EXERCISE DETAILS: Render the data below as a Markdown table with columns n and Line, one row per line with its row number, skipping blank lines. Cover only the lines from the start of the data through the line containing "[31, 188, 600, 392]", with both ends included.

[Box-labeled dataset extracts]

....

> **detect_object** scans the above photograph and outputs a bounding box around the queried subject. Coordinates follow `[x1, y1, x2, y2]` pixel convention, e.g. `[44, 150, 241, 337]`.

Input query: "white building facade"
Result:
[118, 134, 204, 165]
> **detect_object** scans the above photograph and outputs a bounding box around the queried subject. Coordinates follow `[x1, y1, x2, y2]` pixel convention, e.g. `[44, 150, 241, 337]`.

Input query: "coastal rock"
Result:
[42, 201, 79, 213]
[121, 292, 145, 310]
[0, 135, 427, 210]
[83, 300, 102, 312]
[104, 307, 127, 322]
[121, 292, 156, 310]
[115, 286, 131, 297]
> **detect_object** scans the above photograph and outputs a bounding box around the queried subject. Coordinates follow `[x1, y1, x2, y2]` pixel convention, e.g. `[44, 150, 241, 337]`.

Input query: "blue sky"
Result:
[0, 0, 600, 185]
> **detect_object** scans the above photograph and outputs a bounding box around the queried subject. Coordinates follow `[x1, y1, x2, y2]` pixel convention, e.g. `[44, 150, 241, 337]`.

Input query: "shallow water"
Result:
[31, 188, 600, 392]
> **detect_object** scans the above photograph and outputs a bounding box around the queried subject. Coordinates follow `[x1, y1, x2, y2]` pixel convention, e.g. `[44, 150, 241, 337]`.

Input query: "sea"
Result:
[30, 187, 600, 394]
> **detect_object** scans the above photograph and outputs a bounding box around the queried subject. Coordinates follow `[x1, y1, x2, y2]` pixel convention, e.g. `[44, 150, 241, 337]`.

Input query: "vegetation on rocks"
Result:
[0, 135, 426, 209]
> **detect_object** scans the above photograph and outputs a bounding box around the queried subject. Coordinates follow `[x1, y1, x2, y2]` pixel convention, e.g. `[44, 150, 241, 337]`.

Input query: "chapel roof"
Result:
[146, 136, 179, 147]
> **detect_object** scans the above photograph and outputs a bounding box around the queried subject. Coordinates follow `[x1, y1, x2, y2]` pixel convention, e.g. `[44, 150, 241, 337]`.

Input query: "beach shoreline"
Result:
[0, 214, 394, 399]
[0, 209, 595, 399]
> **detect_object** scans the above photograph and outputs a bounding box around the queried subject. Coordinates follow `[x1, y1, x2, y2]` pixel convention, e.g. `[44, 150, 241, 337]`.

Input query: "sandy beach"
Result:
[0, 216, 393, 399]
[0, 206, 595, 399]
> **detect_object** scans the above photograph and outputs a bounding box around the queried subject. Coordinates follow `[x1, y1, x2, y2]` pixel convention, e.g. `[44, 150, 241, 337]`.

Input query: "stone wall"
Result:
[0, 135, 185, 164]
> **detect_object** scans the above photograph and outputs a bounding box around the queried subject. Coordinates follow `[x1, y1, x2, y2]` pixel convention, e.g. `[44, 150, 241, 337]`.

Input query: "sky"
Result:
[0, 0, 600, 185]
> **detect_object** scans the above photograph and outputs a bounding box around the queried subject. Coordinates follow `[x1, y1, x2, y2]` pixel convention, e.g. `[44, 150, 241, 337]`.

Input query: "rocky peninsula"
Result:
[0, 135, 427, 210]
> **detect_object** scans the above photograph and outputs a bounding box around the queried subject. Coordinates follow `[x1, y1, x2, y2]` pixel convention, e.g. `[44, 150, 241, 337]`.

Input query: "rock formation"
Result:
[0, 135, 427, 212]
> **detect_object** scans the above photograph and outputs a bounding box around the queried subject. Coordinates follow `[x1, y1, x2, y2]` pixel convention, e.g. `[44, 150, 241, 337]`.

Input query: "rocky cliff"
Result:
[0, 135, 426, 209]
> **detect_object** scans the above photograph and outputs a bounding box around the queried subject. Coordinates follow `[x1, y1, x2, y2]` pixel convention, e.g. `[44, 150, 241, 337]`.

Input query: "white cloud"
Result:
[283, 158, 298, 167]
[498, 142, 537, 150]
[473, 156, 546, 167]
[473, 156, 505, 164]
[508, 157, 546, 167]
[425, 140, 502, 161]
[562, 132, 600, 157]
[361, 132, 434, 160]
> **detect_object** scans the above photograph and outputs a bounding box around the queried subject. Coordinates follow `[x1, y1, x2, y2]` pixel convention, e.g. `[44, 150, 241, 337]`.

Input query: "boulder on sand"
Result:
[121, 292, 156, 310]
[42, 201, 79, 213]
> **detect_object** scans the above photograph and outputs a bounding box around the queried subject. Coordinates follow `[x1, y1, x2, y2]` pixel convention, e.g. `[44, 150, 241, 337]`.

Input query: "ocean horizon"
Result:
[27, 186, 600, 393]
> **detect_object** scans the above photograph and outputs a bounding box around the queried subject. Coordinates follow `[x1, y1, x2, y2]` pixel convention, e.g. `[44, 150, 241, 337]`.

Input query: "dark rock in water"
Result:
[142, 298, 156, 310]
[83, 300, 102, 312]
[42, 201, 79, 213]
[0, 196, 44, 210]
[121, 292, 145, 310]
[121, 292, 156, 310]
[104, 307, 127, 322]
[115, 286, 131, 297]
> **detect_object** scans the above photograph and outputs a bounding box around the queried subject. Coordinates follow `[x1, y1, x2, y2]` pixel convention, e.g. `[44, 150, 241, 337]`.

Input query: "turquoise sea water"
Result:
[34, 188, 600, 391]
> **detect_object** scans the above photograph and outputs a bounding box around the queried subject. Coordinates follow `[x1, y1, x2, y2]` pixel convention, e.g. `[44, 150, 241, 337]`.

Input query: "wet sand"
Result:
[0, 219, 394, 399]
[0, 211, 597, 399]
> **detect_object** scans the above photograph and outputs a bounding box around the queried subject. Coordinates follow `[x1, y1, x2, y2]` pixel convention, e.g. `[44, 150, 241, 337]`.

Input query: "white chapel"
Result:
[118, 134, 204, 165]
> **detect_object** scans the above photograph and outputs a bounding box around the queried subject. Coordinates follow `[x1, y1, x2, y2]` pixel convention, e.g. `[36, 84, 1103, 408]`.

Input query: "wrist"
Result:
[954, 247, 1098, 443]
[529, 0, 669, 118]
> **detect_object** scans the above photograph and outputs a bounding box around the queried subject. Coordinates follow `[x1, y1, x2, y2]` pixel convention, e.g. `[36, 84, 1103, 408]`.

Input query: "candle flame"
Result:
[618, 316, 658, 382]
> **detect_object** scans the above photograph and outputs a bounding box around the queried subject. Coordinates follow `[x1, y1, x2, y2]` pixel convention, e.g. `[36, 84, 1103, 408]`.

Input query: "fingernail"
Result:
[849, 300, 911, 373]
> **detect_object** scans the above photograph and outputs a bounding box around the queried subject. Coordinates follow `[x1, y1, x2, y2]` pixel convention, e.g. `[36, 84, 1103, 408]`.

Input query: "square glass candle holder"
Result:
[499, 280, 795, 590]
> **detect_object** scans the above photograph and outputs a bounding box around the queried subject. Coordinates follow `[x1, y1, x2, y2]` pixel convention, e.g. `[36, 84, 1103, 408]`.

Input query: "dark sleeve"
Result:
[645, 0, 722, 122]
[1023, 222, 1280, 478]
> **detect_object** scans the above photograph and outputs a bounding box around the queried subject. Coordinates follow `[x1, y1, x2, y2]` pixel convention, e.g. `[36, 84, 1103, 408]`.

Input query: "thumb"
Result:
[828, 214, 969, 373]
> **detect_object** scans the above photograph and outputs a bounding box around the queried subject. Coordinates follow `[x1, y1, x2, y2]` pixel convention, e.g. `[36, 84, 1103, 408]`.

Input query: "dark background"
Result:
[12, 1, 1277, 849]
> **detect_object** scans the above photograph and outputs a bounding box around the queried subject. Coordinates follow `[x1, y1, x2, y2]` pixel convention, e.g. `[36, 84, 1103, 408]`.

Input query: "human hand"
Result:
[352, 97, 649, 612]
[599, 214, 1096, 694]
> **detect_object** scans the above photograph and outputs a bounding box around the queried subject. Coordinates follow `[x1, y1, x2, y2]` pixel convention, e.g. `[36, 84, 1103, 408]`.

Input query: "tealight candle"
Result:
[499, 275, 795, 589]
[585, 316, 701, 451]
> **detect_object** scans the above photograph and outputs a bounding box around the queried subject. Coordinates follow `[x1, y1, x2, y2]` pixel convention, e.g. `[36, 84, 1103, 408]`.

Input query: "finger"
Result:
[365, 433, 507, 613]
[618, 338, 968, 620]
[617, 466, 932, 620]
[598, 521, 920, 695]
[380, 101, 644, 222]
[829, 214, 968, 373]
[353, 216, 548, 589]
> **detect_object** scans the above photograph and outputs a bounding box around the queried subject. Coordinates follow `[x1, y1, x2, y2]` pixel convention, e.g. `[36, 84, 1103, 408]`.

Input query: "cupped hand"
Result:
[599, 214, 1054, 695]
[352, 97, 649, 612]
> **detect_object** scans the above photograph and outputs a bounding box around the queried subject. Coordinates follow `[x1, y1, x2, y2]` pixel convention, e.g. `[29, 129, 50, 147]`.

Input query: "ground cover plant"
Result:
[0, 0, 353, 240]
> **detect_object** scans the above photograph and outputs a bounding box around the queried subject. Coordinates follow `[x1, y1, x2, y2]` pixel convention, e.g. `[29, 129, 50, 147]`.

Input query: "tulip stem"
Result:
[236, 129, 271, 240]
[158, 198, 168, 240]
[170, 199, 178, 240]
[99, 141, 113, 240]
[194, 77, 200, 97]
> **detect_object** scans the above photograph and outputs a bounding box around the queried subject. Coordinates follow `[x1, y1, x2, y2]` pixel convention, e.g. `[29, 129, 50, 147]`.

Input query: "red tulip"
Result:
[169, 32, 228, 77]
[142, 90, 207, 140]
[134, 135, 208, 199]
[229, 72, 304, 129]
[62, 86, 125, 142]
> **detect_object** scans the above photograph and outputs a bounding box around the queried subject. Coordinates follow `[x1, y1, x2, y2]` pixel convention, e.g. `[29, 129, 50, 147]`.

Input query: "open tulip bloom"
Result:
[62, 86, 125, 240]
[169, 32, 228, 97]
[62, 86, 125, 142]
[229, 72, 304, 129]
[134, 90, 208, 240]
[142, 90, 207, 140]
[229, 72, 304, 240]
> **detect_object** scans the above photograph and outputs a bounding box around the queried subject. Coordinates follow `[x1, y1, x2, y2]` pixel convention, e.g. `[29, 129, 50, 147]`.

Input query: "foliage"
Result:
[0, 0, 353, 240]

....

SOLUTION FOR THIS EXERCISE:
| n | Line |
|---|---|
| 1 | > **detect_object** scans the above photograph and outputs a bounding box around the queried subject. Coordinates follow `[x1, y1, x2, y2]` pixel convention, e.g. `[44, 150, 241, 337]`. |
| 2 | Input query: "white building facade" |
| 3 | Result: |
| 4 | [118, 134, 204, 165] |
| 5 | > **detect_object** scans the above photograph and outputs a bounding box around the queried subject. Coordinates follow `[x1, y1, x2, y2]` pixel convention, e.g. `[44, 150, 241, 337]`. |
| 6 | Input query: "coastal rock" |
| 7 | Result: |
| 8 | [42, 201, 79, 213] |
| 9 | [121, 292, 145, 310] |
| 10 | [0, 135, 427, 210] |
| 11 | [83, 300, 102, 312] |
| 12 | [104, 307, 127, 322] |
| 13 | [121, 292, 156, 310] |
| 14 | [115, 286, 131, 297] |
| 15 | > **detect_object** scans the above photograph and outputs a bounding box around the queried subject. Coordinates follow `[x1, y1, x2, y2]` pixel convention, e.g. `[44, 150, 241, 337]`. |
| 16 | Input query: "blue sky" |
| 17 | Result: |
| 18 | [0, 0, 600, 185] |
| 19 | > **detect_object** scans the above photograph and outputs a bounding box around the queried subject. Coordinates follow `[x1, y1, x2, y2]` pixel convention, e.g. `[44, 150, 241, 337]`. |
| 20 | Input query: "shallow water" |
| 21 | Result: |
| 22 | [31, 188, 600, 392] |